Region labeling records

════════

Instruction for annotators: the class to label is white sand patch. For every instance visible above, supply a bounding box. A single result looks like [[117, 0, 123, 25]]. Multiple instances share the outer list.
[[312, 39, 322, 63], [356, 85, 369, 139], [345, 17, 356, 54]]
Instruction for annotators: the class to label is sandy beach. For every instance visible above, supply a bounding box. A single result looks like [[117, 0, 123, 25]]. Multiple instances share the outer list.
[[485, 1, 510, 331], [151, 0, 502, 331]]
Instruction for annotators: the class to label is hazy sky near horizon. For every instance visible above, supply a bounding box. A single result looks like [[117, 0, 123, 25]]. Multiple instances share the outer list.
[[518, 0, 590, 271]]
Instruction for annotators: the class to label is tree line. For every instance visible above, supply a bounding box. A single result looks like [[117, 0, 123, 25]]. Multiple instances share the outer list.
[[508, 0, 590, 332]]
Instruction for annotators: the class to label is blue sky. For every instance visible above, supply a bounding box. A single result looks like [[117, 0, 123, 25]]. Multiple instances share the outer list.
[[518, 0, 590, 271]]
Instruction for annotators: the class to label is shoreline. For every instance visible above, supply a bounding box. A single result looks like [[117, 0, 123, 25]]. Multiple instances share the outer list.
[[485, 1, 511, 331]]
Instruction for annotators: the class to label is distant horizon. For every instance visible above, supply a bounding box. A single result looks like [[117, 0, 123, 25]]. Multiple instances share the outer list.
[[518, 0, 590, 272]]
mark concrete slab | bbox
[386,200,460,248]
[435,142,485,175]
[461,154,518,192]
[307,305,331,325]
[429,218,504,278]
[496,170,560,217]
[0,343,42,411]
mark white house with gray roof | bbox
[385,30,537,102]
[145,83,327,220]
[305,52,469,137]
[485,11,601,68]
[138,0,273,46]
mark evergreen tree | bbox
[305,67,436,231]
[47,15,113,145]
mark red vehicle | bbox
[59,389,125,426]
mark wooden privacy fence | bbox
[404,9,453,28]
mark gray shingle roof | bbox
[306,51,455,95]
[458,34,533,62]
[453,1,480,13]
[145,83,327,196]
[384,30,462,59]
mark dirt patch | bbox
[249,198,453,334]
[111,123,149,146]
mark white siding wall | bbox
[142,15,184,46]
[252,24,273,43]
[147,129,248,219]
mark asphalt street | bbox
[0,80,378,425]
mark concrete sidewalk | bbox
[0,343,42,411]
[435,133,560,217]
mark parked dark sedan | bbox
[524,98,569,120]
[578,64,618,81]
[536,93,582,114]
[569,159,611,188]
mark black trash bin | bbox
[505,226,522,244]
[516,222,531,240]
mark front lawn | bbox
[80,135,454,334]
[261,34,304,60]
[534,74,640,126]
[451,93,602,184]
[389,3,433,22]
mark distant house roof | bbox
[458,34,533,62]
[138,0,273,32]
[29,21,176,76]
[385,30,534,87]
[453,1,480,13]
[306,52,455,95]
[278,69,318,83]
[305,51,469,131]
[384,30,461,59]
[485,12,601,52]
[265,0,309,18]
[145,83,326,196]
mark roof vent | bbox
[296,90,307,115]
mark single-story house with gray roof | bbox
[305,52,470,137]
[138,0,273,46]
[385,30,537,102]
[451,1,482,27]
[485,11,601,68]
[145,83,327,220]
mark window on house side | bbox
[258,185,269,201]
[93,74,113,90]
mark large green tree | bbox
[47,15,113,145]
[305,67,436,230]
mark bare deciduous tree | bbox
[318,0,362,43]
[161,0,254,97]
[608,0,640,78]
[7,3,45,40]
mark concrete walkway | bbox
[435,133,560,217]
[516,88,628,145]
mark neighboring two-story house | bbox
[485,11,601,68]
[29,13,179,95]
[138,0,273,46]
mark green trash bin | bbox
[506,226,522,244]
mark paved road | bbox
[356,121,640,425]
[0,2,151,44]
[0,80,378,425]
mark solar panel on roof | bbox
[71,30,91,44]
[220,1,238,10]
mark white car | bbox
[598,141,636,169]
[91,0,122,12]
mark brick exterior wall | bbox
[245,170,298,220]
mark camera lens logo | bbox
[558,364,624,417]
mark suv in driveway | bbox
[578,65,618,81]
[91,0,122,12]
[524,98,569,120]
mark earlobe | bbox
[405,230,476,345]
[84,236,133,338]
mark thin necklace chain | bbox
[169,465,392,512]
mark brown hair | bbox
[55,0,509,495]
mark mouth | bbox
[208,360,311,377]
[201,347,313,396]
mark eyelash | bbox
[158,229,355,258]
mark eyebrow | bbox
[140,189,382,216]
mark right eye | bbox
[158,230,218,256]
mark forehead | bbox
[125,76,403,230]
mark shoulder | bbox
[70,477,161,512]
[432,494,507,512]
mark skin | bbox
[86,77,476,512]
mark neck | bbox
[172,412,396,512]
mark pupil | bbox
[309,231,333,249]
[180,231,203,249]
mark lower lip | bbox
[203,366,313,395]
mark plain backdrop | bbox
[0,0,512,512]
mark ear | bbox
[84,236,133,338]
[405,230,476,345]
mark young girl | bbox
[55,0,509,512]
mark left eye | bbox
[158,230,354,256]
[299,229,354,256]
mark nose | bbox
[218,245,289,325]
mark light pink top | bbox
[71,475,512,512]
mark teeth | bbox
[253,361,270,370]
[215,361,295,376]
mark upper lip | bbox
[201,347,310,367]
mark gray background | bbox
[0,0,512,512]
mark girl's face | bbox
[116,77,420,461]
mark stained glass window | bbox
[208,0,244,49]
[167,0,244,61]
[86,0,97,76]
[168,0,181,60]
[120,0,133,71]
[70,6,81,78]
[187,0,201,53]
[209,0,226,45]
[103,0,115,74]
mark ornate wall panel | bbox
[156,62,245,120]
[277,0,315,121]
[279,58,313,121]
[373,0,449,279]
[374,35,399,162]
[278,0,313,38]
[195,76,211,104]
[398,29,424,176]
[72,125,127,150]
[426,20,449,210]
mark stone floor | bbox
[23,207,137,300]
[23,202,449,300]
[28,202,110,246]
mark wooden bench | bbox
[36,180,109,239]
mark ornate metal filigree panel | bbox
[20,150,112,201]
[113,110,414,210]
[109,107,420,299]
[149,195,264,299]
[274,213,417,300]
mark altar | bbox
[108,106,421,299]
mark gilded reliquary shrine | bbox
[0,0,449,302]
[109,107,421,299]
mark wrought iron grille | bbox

════════

WHAT IS EXPECTED =
The listing above must be transcribed exactly, line by line.

RESULT OF THIS TASK =
Instruction for annotators: the class to label is white sand patch. For every instance visible above, supply a bounding box. A single result looks like [[117, 0, 123, 25]]. Multiple instances share the outer list.
[[312, 39, 322, 63], [356, 85, 369, 139], [345, 17, 356, 54]]
Instruction for annotators: the class to label is sandy beach. For every instance visible above, supply a bounding box. A single result looks like [[117, 0, 123, 25]]. Multiple instances share the outer list.
[[485, 1, 510, 331], [151, 0, 502, 331]]
Instruction for annotators: the class to label is hazy sky near horizon. For every instance visible above, supply a bounding box. A single result looks like [[117, 0, 123, 25]]. Multiple instances share the outer list.
[[518, 0, 590, 271]]
Instruction for annotators: the class to label is tree line. For every instance visible above, supply a bounding box. A single result looks like [[117, 0, 123, 25]]. Multiple instances share the outer list.
[[508, 0, 590, 332]]
Instruction for annotators: the class to label is blue sky. For every instance visible above, supply a bounding box. A single result looks like [[117, 0, 123, 25]]. Multiple instances share the outer list.
[[518, 0, 590, 271]]
Instruction for annotators: the class to label is shoreline. For every instance visible above, supply a bounding box. A single result looks like [[117, 0, 123, 25]]. Multiple instances share the outer list.
[[485, 1, 511, 331]]
Instruction for annotators: the class to label is distant horizon. For every instance visible above, supply a bounding box. A single result looks like [[117, 0, 123, 25]]. Multiple instances share the outer list.
[[518, 0, 590, 272]]
mark concrete slab | bbox
[386,200,460,248]
[435,142,485,175]
[461,154,518,192]
[307,305,331,325]
[429,218,504,278]
[496,170,560,217]
[0,343,42,411]
mark white house with gray roof | bbox
[385,30,537,102]
[145,83,327,220]
[305,52,469,137]
[485,11,601,68]
[138,0,273,46]
mark evergreen tree | bbox
[305,67,436,231]
[47,15,113,145]
mark red vehicle | bbox
[59,389,125,426]
mark wooden privacy fence | bbox
[404,9,453,28]
mark gray shingle roof | bbox
[306,51,455,95]
[458,34,533,62]
[453,1,480,13]
[145,83,327,196]
[384,30,462,59]
mark dirt patch | bbox
[249,198,453,334]
[111,123,149,146]
mark white siding wall | bbox
[142,15,184,46]
[252,24,273,43]
[147,129,248,219]
mark asphalt street | bbox
[0,80,378,425]
mark concrete sidewalk | bbox
[0,343,42,411]
[435,133,560,217]
mark parked dark sedan | bbox
[524,98,569,120]
[578,64,618,81]
[536,93,582,114]
[569,159,611,188]
mark black trash bin | bbox
[505,226,522,244]
[516,222,531,240]
mark front lawn | bbox
[80,135,454,334]
[261,34,304,60]
[534,74,640,126]
[451,93,602,184]
[389,3,433,22]
mark distant house roof | bbox
[458,34,533,62]
[138,0,273,32]
[29,21,176,76]
[385,30,534,87]
[453,1,480,13]
[306,52,455,95]
[278,69,318,83]
[305,51,469,131]
[384,30,461,59]
[485,12,601,52]
[265,0,309,18]
[145,83,326,196]
mark roof vent | bbox
[296,90,307,115]
mark single-story house with gray roof | bbox
[305,52,470,137]
[138,0,273,46]
[385,30,537,102]
[451,1,482,27]
[485,11,601,68]
[145,83,327,220]
mark window on house side | bbox
[258,185,269,201]
[93,74,113,90]
mark large green tree | bbox
[47,15,113,145]
[305,67,436,230]
mark bare deciduous tree | bbox
[318,0,362,43]
[161,0,254,97]
[608,0,640,78]
[7,3,45,40]
mark concrete walkway | bbox
[435,133,560,217]
[516,88,628,145]
mark neighboring two-story house | bbox
[485,11,601,68]
[29,13,179,95]
[138,0,273,46]
mark green trash bin | bbox
[506,226,522,244]
mark paved road | bbox
[356,121,640,425]
[0,2,151,44]
[0,80,378,425]
mark solar panel on roof | bbox
[71,30,91,44]
[220,1,238,10]
mark white car | bbox
[598,141,636,169]
[91,0,122,12]
mark brick exterior wall | bbox
[245,170,298,220]
mark camera lens logo | bbox
[558,364,624,417]
mark suv in driveway | bbox
[578,65,618,81]
[91,0,122,12]
[524,98,569,120]
mark earlobe | bbox
[405,230,476,345]
[84,236,133,338]
mark thin necklace chain | bbox
[169,465,392,512]
mark brown hair | bbox
[55,0,509,495]
mark mouth | bbox
[208,360,311,377]
[201,347,313,396]
mark eyelash | bbox
[158,229,355,258]
mark eyebrow | bbox
[140,189,382,216]
mark right eye | bbox
[158,230,218,256]
mark forehead | bbox
[125,76,403,230]
mark shoulder | bbox
[70,477,161,512]
[432,494,507,512]
mark skin | bbox
[86,77,476,512]
mark neck | bbox
[172,412,396,512]
mark pupil | bbox
[309,231,333,249]
[180,231,203,249]
mark lower lip | bbox
[203,366,313,395]
mark plain backdrop | bbox
[0,0,512,512]
mark ear | bbox
[84,236,133,338]
[405,230,476,345]
mark young girl | bbox
[55,0,509,512]
mark left eye | bbox
[158,230,354,256]
[299,229,354,256]
mark nose | bbox
[218,245,289,325]
mark light pink top | bbox
[71,475,512,512]
mark teeth | bbox
[253,361,270,370]
[215,361,295,376]
mark upper lip | bbox
[201,347,310,367]
mark gray background | bbox
[0,0,512,512]
mark girl's face | bbox
[116,77,420,461]
mark stained glass window | bbox
[208,0,244,49]
[167,0,244,61]
[86,0,97,76]
[168,0,181,60]
[120,0,133,71]
[70,6,81,78]
[187,0,201,53]
[209,0,226,45]
[103,0,115,74]
mark ornate wall panel | bbox
[156,62,245,120]
[277,0,315,121]
[279,58,313,121]
[373,0,449,279]
[374,35,399,162]
[278,0,313,38]
[195,76,211,104]
[398,29,424,176]
[72,125,127,150]
[426,20,449,210]
mark stone floor | bbox
[23,207,137,300]
[23,202,449,300]
[28,202,110,246]
mark wooden bench | bbox
[36,180,109,239]
mark ornate metal filigree panel | bbox
[20,150,112,201]
[113,110,414,210]
[109,107,420,299]
[149,195,264,299]
[274,213,417,300]
mark altar | bbox
[108,106,421,299]
mark gilded reliquary shrine | bbox
[0,0,449,302]
[109,107,421,299]
mark wrought iron grille | bbox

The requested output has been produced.